▸ **Task to complete**
Reproduce the records from the line with "text 'bryant park" to the line with "[227,45,412,181]", both included. Leave the pictures out of your answer.

::::

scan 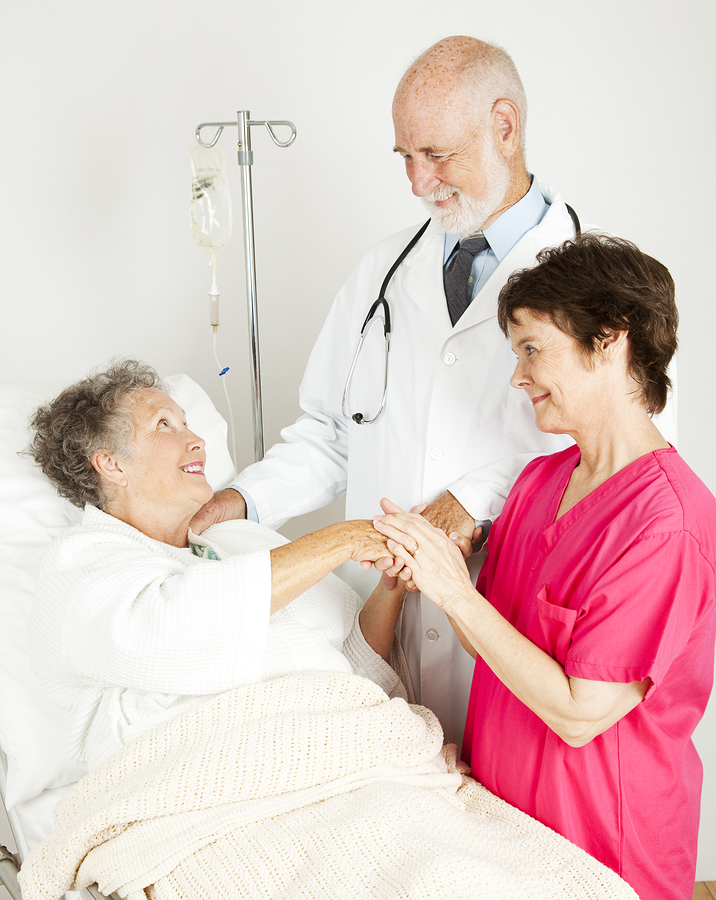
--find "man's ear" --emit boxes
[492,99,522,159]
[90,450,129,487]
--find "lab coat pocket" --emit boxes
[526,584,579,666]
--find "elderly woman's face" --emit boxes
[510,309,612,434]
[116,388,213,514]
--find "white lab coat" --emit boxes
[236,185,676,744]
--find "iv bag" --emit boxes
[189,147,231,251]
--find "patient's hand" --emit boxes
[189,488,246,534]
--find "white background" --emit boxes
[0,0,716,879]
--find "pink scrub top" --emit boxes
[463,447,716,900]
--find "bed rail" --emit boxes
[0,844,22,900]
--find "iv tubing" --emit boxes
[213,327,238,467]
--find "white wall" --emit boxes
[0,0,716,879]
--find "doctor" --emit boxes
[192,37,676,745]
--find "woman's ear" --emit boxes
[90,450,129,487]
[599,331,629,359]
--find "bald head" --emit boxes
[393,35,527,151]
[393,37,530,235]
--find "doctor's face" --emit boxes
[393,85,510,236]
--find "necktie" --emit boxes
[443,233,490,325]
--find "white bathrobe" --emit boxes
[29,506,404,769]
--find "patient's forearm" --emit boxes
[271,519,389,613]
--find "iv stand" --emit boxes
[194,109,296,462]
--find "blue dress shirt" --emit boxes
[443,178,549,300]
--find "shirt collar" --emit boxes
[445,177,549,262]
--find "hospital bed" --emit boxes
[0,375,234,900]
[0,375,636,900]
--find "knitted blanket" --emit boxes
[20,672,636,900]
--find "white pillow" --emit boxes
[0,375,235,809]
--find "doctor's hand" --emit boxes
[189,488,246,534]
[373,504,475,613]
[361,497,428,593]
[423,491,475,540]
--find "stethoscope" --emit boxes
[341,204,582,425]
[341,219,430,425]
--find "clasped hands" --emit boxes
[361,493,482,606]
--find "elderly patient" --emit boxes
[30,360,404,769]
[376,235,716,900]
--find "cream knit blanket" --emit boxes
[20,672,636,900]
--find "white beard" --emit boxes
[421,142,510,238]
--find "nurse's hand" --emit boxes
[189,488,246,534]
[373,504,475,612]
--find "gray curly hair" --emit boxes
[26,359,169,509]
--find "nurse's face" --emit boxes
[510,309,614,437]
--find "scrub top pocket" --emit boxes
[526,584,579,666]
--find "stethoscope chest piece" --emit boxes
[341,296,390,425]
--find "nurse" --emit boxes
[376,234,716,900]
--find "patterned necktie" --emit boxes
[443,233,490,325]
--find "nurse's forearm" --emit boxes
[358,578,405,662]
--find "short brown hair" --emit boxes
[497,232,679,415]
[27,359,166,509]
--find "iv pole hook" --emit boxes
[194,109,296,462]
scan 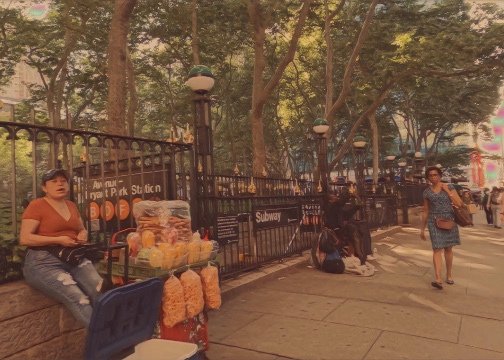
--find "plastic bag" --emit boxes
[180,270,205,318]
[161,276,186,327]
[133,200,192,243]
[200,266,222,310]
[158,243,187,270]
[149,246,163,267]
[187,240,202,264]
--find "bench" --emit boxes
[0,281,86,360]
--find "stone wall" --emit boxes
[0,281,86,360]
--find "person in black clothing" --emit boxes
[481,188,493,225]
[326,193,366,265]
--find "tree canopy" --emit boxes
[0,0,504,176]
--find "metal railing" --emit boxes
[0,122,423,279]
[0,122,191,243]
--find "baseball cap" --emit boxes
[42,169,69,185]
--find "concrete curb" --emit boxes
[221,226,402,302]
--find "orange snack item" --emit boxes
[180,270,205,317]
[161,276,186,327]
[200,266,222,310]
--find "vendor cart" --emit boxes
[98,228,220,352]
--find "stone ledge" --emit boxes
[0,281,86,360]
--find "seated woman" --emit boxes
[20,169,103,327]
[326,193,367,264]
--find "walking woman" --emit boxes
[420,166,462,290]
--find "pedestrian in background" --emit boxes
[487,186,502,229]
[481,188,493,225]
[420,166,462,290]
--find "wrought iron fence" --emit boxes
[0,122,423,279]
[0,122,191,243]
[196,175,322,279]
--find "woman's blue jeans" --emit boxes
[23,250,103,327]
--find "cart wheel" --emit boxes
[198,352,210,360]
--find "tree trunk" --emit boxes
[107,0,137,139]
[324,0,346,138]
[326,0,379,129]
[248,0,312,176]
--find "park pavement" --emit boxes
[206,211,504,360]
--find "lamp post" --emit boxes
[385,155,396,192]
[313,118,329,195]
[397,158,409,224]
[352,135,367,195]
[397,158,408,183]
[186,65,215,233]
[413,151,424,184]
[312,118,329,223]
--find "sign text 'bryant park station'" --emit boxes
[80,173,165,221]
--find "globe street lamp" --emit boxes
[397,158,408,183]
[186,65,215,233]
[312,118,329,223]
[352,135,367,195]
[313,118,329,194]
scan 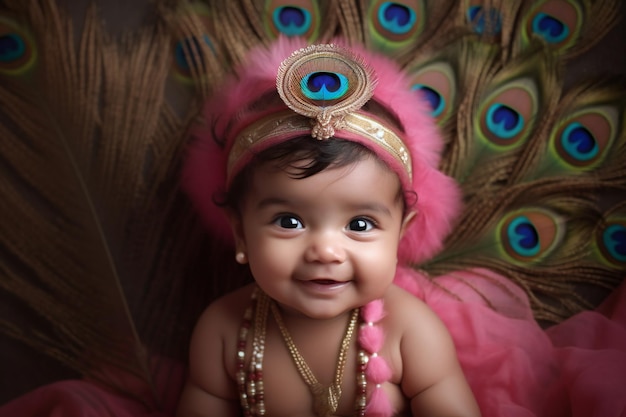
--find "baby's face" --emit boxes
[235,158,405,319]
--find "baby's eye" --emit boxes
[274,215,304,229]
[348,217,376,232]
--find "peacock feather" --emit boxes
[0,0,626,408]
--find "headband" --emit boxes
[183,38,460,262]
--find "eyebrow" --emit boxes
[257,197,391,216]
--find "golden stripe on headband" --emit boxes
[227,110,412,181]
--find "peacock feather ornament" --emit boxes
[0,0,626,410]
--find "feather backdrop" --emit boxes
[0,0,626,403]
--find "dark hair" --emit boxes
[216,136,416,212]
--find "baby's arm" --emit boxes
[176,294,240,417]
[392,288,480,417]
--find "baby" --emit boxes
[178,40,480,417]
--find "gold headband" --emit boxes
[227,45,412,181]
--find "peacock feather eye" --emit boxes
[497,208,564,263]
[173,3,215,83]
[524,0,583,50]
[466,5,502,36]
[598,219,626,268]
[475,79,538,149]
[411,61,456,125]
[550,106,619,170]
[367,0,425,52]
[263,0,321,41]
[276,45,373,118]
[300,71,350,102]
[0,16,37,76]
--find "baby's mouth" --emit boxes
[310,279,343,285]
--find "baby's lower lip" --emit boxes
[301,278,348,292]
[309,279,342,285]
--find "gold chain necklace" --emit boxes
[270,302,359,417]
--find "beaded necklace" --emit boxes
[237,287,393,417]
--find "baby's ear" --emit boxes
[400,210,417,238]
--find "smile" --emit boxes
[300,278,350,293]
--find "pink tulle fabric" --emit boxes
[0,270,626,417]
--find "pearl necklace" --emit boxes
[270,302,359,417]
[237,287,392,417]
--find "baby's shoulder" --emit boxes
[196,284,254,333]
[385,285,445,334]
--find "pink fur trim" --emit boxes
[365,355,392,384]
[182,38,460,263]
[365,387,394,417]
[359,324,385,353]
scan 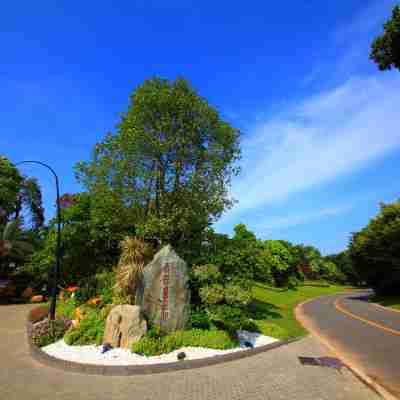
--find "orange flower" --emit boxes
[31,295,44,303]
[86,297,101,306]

::::

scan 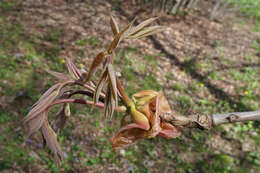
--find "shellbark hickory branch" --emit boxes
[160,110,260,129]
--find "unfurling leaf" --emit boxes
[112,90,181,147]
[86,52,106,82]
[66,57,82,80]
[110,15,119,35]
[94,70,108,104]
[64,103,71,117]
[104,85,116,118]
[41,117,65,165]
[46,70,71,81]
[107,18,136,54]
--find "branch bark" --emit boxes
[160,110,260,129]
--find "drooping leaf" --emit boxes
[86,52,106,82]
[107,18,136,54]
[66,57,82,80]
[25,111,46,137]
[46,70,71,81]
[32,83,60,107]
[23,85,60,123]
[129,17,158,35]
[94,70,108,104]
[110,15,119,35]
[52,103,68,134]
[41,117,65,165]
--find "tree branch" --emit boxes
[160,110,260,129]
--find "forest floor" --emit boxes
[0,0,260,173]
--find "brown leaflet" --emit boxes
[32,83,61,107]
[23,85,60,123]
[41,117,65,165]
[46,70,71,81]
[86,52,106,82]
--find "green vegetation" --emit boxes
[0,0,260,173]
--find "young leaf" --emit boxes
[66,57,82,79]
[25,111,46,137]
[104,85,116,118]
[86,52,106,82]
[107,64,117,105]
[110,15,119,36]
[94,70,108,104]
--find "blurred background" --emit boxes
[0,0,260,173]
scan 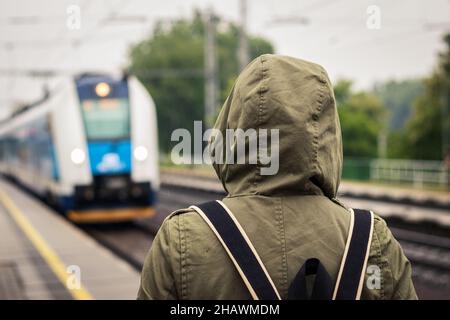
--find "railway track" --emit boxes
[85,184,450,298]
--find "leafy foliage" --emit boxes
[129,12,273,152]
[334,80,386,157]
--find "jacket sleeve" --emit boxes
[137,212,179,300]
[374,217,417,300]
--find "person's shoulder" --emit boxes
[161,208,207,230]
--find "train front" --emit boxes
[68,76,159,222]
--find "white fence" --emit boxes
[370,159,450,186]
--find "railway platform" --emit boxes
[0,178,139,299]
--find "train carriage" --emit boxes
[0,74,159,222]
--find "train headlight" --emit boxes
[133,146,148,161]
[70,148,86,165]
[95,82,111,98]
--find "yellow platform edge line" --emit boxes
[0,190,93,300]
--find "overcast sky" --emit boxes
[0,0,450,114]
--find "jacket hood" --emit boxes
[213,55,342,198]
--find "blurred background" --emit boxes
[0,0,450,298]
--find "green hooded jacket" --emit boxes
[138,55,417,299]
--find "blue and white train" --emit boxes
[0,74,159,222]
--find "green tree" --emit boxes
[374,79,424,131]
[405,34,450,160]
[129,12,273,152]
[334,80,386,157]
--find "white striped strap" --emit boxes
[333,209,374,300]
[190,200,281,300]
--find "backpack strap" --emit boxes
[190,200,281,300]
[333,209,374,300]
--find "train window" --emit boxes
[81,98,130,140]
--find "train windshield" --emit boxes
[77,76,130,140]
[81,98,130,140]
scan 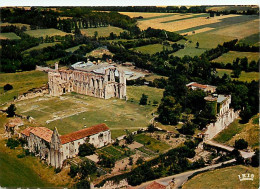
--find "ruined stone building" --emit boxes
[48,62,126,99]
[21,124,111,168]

::::

▸ **Result for this exercise**
--find "sign text 'bryant park station'" --emit boxes
[80,173,165,221]
--find "globe street lamp" --emit boxes
[397,158,408,183]
[186,65,215,233]
[312,118,329,223]
[352,135,367,195]
[313,118,329,194]
scan 
--find "baby's face" --emit boxes
[235,158,405,319]
--find "baby's eye" --emit boxes
[274,215,304,229]
[348,217,376,232]
--find "peacock feather" --emit boxes
[0,0,626,408]
--find "headband" --emit boxes
[183,38,460,262]
--find "eyebrow" --emit boxes
[257,197,391,216]
--find "golden stripe on headband" --emit boxes
[227,110,412,181]
--find "peacock feather ornament" --emit boxes
[0,0,626,410]
--find "feather backdrop" --emit boxes
[0,0,626,403]
--find "dark hair" --emit boxes
[216,136,416,212]
--find "baby's arm" --emit boxes
[176,294,240,417]
[392,288,480,417]
--find "baby" --emit boxes
[178,40,480,417]
--find "gold headband" --emit boxes
[227,45,412,181]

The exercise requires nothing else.